◆ Material shown
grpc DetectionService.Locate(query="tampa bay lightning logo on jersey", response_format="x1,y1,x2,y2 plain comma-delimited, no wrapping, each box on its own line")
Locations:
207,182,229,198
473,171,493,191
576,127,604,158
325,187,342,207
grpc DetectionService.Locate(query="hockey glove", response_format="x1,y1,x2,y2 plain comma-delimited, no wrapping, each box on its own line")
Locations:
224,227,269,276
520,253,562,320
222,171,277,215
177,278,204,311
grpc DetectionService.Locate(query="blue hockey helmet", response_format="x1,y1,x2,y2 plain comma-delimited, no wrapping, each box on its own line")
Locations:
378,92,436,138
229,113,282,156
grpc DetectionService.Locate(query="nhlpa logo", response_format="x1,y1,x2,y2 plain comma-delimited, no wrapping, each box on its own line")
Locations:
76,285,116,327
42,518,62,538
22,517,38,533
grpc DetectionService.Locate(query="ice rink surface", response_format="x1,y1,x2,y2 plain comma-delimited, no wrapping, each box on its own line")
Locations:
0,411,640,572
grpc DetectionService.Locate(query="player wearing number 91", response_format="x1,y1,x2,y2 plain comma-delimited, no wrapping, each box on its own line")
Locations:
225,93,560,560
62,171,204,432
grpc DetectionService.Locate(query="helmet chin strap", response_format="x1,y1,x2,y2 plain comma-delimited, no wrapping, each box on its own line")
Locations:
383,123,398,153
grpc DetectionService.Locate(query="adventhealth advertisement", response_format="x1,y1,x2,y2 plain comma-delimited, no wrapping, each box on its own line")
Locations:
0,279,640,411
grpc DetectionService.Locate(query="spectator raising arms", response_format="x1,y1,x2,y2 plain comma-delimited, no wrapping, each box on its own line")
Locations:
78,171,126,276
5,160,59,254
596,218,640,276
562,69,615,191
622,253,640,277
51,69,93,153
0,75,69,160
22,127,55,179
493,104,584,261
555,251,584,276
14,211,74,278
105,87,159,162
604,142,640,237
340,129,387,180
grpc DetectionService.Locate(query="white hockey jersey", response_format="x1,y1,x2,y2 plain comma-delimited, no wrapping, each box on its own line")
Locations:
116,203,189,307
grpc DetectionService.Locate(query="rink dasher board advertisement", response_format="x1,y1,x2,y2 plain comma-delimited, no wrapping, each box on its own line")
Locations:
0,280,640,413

◆ Description of the task
Find every line in the records that contains the string "rink", with case counting, and copy each of those lines.

◆ Response for this exercise
grpc DetectionService.Locate(query="ice rink surface", response_format="x1,y1,x2,y2 plain comma-delimited, no wrapping, each box on its own line")
grpc DetectionService.Locate(query="rink dasher board advertisement", response_format="x1,y1,x2,y2 plain comma-delimited, no wrapping, each box on its own line")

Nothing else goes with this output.